[Shape annotation entries]
※ ※ ※

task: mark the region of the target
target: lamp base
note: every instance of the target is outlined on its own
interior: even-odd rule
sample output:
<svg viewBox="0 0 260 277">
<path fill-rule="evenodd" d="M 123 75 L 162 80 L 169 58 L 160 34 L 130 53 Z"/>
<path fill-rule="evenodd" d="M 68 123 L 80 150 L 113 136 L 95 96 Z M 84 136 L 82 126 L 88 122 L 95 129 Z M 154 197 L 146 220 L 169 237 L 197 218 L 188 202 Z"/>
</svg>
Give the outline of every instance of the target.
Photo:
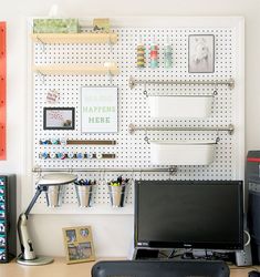
<svg viewBox="0 0 260 277">
<path fill-rule="evenodd" d="M 51 264 L 54 259 L 50 257 L 39 256 L 34 259 L 24 259 L 22 257 L 17 258 L 17 263 L 24 266 L 43 266 Z"/>
</svg>

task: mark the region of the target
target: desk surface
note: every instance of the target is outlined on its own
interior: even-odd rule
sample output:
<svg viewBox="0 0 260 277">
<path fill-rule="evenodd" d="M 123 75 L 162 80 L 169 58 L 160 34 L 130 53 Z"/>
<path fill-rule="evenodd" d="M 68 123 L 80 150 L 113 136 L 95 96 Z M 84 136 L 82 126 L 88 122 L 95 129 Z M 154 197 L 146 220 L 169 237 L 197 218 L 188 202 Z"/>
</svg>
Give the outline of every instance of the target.
<svg viewBox="0 0 260 277">
<path fill-rule="evenodd" d="M 106 259 L 107 260 L 107 259 Z M 46 266 L 21 266 L 14 260 L 0 264 L 1 277 L 91 277 L 91 268 L 95 261 L 66 265 L 64 258 L 55 258 Z M 260 267 L 258 267 L 260 269 Z M 231 267 L 230 277 L 247 277 L 253 267 Z"/>
</svg>

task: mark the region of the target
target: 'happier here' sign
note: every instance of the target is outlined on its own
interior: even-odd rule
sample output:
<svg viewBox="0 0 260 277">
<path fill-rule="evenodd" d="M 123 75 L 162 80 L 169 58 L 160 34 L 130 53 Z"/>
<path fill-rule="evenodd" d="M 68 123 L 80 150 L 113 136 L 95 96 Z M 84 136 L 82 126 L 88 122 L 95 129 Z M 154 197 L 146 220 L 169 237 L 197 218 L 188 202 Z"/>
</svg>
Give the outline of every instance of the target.
<svg viewBox="0 0 260 277">
<path fill-rule="evenodd" d="M 117 88 L 82 88 L 82 133 L 117 132 Z"/>
</svg>

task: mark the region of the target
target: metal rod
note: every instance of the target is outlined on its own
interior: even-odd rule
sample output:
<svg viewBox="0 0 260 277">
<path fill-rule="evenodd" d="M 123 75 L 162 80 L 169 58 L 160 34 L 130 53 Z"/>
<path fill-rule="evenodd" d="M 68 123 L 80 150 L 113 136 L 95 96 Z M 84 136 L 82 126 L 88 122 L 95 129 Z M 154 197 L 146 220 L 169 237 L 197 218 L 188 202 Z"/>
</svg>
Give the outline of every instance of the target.
<svg viewBox="0 0 260 277">
<path fill-rule="evenodd" d="M 159 127 L 159 126 L 136 126 L 133 123 L 129 124 L 129 133 L 134 134 L 135 131 L 227 131 L 231 135 L 235 131 L 235 126 L 229 124 L 228 126 L 216 127 Z"/>
<path fill-rule="evenodd" d="M 100 173 L 106 173 L 106 172 L 168 172 L 168 173 L 175 173 L 177 172 L 177 166 L 173 165 L 169 167 L 163 167 L 163 168 L 41 168 L 35 166 L 32 168 L 32 172 L 39 173 L 39 172 L 100 172 Z"/>
<path fill-rule="evenodd" d="M 131 90 L 134 89 L 137 84 L 186 84 L 186 85 L 228 85 L 230 90 L 235 88 L 235 80 L 230 78 L 227 81 L 220 80 L 220 81 L 178 81 L 178 80 L 135 80 L 134 78 L 129 78 L 129 88 Z"/>
</svg>

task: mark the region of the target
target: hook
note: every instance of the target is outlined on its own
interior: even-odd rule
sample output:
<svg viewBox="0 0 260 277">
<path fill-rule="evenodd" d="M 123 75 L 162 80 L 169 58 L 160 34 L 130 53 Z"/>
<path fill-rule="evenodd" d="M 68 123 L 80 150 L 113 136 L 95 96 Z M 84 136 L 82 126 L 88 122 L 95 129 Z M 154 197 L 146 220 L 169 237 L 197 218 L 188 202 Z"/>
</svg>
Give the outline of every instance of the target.
<svg viewBox="0 0 260 277">
<path fill-rule="evenodd" d="M 111 70 L 107 71 L 107 75 L 110 79 L 110 83 L 113 84 L 113 74 L 112 74 Z"/>
<path fill-rule="evenodd" d="M 218 95 L 218 82 L 215 81 L 214 95 Z"/>
<path fill-rule="evenodd" d="M 38 70 L 37 71 L 37 73 L 39 74 L 39 75 L 41 75 L 41 78 L 42 78 L 42 84 L 45 84 L 45 74 L 43 74 L 40 70 Z"/>
<path fill-rule="evenodd" d="M 45 52 L 45 50 L 46 50 L 46 43 L 43 42 L 39 37 L 37 37 L 37 40 L 41 43 L 42 52 Z"/>
<path fill-rule="evenodd" d="M 220 141 L 220 137 L 217 136 L 217 137 L 216 137 L 216 144 L 218 144 L 219 141 Z"/>
<path fill-rule="evenodd" d="M 147 90 L 146 90 L 146 82 L 144 83 L 144 95 L 148 96 Z"/>
<path fill-rule="evenodd" d="M 145 140 L 145 142 L 146 142 L 147 144 L 149 144 L 149 137 L 147 136 L 147 130 L 145 131 L 145 137 L 144 137 L 144 140 Z"/>
</svg>

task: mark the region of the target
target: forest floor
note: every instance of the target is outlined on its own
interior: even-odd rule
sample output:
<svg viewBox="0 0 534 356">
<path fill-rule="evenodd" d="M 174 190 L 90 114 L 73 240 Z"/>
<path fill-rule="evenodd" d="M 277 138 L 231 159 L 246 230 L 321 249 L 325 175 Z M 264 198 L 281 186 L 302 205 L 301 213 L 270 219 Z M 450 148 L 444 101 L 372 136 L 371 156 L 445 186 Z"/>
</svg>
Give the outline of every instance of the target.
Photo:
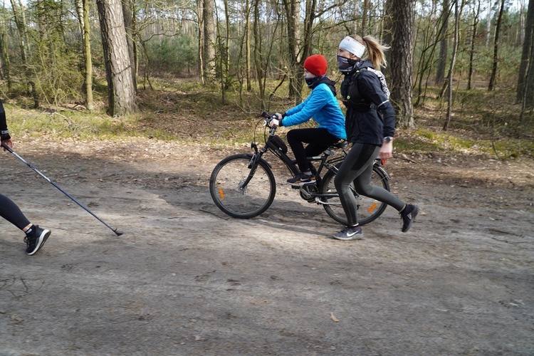
<svg viewBox="0 0 534 356">
<path fill-rule="evenodd" d="M 1 193 L 52 230 L 33 256 L 0 221 L 0 355 L 534 354 L 534 162 L 399 155 L 361 241 L 299 199 L 230 218 L 209 174 L 245 145 L 23 138 Z M 273 162 L 273 156 L 268 155 Z"/>
</svg>

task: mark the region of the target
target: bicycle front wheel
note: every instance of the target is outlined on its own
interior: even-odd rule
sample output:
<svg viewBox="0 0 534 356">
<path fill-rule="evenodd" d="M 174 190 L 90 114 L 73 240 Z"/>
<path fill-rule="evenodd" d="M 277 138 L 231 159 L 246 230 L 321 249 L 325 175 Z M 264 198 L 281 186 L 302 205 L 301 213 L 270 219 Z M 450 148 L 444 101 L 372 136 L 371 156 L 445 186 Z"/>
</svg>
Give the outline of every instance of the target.
<svg viewBox="0 0 534 356">
<path fill-rule="evenodd" d="M 248 167 L 251 157 L 234 155 L 221 161 L 209 178 L 209 192 L 215 204 L 234 218 L 250 219 L 268 209 L 276 184 L 267 163 L 260 160 L 255 170 Z M 252 179 L 245 186 L 250 174 Z"/>
<path fill-rule="evenodd" d="M 339 166 L 338 166 L 339 167 Z M 320 192 L 323 194 L 329 194 L 335 197 L 328 198 L 321 198 L 323 201 L 323 206 L 325 208 L 327 214 L 336 221 L 347 225 L 347 216 L 341 206 L 339 195 L 337 194 L 335 186 L 334 185 L 334 178 L 335 174 L 332 171 L 328 171 L 321 182 Z M 372 174 L 371 174 L 371 184 L 384 188 L 389 191 L 389 182 L 387 180 L 386 174 L 377 166 L 373 166 Z M 356 198 L 358 224 L 365 225 L 376 220 L 387 207 L 387 204 L 375 200 L 372 198 L 357 194 L 352 184 L 350 184 L 350 189 Z M 335 193 L 333 194 L 333 193 Z"/>
</svg>

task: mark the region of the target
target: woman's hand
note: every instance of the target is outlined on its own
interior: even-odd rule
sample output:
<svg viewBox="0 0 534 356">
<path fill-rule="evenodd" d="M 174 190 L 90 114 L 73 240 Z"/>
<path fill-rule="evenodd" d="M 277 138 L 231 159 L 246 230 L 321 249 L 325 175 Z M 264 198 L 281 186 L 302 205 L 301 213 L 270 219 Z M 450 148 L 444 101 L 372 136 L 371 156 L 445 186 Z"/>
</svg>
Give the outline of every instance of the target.
<svg viewBox="0 0 534 356">
<path fill-rule="evenodd" d="M 380 159 L 386 160 L 393 157 L 393 142 L 384 142 L 380 147 Z"/>
</svg>

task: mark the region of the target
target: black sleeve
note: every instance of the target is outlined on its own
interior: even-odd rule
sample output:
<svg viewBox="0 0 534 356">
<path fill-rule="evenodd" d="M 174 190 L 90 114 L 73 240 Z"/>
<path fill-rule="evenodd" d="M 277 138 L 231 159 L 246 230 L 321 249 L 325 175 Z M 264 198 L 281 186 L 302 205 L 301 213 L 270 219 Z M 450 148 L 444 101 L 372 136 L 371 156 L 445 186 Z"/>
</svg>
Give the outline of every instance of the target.
<svg viewBox="0 0 534 356">
<path fill-rule="evenodd" d="M 380 80 L 372 73 L 365 71 L 360 75 L 360 90 L 363 97 L 377 106 L 382 115 L 384 137 L 395 135 L 395 110 L 380 85 Z"/>
<path fill-rule="evenodd" d="M 4 104 L 2 103 L 2 100 L 0 100 L 0 131 L 7 131 L 6 110 L 4 110 Z"/>
</svg>

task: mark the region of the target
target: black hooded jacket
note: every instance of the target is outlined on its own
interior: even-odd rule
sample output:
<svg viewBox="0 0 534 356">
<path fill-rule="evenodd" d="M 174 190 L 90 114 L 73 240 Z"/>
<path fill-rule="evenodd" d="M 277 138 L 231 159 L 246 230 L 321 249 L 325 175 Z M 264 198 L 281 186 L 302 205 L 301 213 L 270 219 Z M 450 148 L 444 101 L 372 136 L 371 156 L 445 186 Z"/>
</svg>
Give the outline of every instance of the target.
<svg viewBox="0 0 534 356">
<path fill-rule="evenodd" d="M 395 133 L 395 112 L 384 94 L 380 80 L 364 61 L 345 75 L 341 95 L 347 107 L 345 130 L 350 142 L 382 145 L 384 137 Z"/>
</svg>

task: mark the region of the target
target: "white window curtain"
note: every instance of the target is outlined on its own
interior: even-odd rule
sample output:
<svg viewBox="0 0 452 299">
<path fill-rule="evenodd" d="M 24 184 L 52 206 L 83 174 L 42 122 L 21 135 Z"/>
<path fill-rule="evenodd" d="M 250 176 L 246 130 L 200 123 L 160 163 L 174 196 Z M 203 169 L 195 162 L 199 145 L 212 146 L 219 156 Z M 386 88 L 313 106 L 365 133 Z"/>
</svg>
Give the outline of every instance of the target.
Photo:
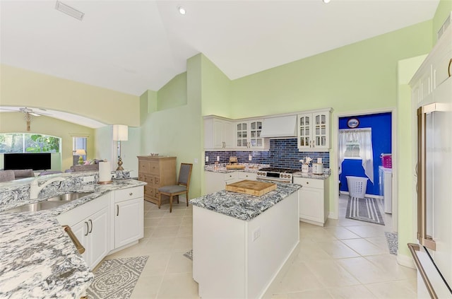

※ ※ ※

## PROBLEM DESCRIPTION
Identify every line in the entries above that contains the string "black", and copy each of those lines. Treat uppercase and lowercase as different.

## WRITTEN RESPONSE
target: black sleeve
target: black hooded jacket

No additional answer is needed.